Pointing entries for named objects
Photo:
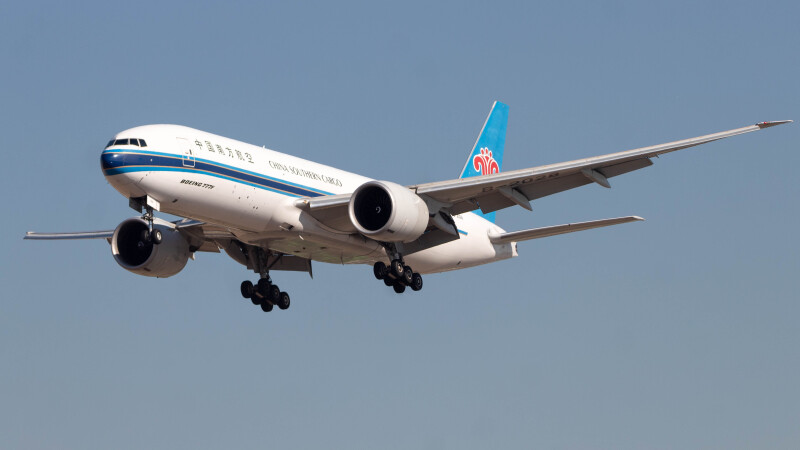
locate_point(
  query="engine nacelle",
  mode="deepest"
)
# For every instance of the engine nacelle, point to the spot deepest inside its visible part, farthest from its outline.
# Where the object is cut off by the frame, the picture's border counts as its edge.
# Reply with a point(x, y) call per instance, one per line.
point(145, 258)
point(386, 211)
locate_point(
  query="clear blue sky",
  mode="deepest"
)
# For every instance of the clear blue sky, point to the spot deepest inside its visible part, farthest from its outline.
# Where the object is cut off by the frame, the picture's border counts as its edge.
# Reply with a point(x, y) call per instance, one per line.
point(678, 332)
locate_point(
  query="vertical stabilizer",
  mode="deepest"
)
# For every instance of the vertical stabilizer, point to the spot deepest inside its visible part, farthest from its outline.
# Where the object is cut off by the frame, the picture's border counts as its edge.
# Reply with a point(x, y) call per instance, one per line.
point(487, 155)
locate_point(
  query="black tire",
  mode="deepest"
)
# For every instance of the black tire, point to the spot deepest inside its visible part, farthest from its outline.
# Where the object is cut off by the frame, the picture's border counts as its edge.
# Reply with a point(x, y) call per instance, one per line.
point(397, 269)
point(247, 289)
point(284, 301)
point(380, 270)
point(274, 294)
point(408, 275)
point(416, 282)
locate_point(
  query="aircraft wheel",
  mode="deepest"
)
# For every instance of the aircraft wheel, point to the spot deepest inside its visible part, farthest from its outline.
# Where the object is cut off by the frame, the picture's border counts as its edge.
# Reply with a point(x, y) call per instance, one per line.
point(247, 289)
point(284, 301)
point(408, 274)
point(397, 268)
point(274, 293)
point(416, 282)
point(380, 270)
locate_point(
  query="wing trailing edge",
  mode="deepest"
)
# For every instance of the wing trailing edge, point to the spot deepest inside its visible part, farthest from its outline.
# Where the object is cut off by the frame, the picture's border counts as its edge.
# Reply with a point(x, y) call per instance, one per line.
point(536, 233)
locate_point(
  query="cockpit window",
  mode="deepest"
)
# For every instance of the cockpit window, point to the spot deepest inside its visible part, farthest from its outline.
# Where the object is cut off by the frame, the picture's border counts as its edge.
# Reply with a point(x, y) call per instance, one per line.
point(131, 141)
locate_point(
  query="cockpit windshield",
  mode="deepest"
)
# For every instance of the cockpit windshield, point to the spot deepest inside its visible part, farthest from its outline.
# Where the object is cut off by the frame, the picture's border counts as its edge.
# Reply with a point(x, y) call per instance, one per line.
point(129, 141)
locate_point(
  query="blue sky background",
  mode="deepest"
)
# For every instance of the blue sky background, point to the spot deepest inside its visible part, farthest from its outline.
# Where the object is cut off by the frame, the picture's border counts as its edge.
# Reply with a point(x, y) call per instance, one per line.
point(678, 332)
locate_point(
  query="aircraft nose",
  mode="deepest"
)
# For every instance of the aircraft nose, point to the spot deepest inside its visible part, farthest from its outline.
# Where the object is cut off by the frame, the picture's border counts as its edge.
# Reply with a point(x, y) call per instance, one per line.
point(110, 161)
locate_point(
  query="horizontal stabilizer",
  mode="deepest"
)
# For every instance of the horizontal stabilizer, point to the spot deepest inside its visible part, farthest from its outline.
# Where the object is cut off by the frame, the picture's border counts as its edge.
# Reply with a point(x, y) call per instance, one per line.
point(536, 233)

* * *

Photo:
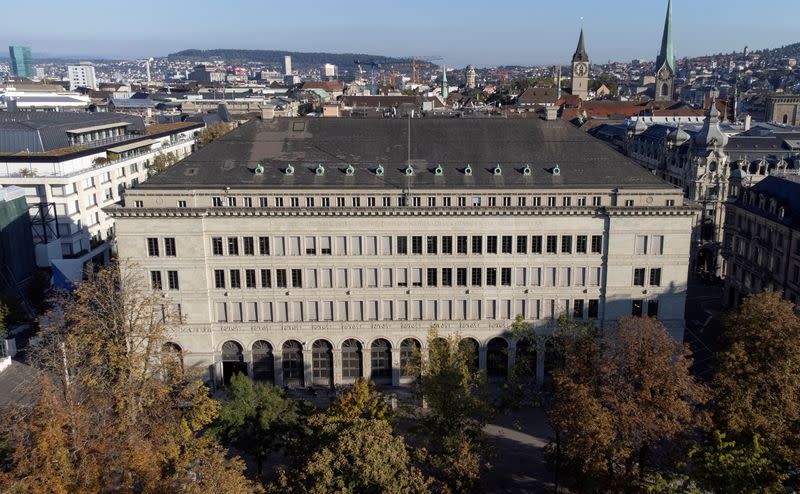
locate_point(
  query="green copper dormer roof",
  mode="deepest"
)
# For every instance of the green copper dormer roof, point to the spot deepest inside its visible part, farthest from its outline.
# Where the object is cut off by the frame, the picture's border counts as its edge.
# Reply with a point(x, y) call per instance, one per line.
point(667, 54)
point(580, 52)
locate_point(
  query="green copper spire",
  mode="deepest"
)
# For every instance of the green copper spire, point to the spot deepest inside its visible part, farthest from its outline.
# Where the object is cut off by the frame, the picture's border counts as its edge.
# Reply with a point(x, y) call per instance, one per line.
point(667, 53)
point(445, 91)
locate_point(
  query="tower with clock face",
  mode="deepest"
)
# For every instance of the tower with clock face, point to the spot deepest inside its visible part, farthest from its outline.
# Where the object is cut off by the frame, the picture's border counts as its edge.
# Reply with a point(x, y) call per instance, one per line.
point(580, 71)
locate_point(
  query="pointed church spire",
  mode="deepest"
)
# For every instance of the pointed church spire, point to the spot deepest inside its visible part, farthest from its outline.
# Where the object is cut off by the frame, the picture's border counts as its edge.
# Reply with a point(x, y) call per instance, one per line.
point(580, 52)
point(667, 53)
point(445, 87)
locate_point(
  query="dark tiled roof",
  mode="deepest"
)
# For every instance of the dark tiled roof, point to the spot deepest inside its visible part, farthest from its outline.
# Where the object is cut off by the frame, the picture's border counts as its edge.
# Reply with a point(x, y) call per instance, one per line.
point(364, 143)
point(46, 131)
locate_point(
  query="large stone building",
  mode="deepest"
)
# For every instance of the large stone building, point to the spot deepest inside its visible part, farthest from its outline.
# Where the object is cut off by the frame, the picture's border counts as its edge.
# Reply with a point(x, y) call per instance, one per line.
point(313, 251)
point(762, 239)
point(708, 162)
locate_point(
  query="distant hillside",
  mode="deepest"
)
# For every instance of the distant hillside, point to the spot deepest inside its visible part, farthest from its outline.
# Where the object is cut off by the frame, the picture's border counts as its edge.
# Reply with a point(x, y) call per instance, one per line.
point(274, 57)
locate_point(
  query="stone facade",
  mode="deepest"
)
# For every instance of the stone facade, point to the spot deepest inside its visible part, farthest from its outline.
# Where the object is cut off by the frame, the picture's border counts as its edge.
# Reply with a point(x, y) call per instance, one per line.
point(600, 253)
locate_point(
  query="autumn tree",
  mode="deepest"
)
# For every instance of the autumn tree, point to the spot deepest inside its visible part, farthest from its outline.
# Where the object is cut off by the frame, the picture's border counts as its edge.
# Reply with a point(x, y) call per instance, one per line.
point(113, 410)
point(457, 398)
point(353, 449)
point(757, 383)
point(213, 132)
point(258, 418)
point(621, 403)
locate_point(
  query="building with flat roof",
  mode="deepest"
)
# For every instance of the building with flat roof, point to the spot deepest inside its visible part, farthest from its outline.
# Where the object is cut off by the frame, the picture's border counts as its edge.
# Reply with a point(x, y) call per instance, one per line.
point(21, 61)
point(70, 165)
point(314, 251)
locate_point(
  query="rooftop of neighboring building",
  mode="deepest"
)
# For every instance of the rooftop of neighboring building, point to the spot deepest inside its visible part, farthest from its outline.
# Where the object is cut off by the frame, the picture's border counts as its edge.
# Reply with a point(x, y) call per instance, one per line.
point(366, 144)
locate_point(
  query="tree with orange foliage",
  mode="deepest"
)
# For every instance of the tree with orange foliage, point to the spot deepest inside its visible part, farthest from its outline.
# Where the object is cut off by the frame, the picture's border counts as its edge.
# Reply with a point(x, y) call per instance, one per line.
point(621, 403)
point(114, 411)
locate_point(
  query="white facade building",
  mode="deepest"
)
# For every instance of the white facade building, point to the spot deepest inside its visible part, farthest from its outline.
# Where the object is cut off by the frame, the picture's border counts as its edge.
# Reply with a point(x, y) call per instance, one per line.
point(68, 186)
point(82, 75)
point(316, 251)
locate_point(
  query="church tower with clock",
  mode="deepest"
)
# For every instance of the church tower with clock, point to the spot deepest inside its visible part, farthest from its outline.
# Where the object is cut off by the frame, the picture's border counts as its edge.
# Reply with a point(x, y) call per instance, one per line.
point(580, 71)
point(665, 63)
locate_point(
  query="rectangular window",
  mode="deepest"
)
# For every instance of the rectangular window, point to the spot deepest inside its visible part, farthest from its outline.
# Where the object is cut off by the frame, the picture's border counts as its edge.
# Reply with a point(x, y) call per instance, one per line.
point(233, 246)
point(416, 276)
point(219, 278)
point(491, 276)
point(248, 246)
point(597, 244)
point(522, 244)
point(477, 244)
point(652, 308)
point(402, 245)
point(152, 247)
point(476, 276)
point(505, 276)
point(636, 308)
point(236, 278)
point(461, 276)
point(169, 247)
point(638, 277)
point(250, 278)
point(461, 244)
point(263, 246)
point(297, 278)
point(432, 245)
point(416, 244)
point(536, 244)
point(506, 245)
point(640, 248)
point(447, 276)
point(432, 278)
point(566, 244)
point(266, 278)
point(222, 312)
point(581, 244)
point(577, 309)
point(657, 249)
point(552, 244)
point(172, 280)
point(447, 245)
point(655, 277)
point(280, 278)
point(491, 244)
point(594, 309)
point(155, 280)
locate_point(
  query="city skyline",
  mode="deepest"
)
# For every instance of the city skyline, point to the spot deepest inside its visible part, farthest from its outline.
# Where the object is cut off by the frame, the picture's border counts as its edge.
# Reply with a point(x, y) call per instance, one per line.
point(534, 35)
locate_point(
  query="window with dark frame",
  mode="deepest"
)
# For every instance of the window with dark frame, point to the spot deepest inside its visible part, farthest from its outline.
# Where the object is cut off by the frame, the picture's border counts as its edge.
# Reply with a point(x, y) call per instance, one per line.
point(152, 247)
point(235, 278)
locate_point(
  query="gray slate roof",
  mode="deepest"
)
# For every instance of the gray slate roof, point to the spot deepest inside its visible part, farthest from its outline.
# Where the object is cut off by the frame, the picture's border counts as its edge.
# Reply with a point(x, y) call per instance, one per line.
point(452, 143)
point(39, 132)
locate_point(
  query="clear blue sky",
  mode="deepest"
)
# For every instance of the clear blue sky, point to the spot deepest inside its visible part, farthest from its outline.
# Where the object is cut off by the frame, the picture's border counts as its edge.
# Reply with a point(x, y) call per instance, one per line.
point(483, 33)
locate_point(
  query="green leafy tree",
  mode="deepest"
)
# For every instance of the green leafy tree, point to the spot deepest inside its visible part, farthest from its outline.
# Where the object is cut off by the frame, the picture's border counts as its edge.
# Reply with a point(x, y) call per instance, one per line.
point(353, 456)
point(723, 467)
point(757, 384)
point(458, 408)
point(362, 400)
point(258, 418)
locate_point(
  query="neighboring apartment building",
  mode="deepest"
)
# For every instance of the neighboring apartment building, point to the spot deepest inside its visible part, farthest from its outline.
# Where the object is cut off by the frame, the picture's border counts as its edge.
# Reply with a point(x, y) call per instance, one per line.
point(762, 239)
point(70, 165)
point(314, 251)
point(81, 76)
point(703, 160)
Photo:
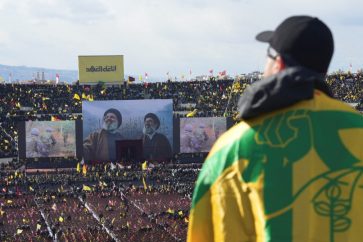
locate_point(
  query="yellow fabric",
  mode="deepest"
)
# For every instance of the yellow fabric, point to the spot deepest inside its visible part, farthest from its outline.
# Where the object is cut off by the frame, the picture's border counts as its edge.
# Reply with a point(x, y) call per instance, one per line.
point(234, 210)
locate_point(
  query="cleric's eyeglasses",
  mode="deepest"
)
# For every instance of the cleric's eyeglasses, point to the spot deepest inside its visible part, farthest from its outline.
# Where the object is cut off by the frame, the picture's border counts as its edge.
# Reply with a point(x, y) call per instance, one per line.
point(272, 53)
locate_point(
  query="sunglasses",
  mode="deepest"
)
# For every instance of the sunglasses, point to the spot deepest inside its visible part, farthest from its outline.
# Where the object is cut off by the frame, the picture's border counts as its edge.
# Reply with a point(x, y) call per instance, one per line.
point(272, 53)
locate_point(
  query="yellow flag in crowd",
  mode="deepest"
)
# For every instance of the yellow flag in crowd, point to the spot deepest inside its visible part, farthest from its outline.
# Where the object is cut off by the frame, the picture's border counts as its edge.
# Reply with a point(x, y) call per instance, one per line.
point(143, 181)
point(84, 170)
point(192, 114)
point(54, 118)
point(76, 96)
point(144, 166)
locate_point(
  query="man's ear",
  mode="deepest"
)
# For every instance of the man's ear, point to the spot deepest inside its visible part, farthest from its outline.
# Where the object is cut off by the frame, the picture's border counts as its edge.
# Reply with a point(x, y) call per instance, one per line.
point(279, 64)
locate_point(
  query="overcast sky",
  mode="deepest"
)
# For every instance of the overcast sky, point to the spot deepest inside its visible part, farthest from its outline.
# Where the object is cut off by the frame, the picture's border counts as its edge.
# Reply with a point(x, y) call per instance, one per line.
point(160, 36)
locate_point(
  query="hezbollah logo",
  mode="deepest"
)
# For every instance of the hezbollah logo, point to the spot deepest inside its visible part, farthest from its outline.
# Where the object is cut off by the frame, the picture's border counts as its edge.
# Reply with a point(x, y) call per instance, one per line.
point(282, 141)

PROBLEM: Find every line in the records above that contains the string "skyline", and copy each of those lines.

OUTPUT OF THE TASK:
  query="city skyline",
# For every instance of the city skyline, point to the spot deepest inside its visible part, farthest from its outline.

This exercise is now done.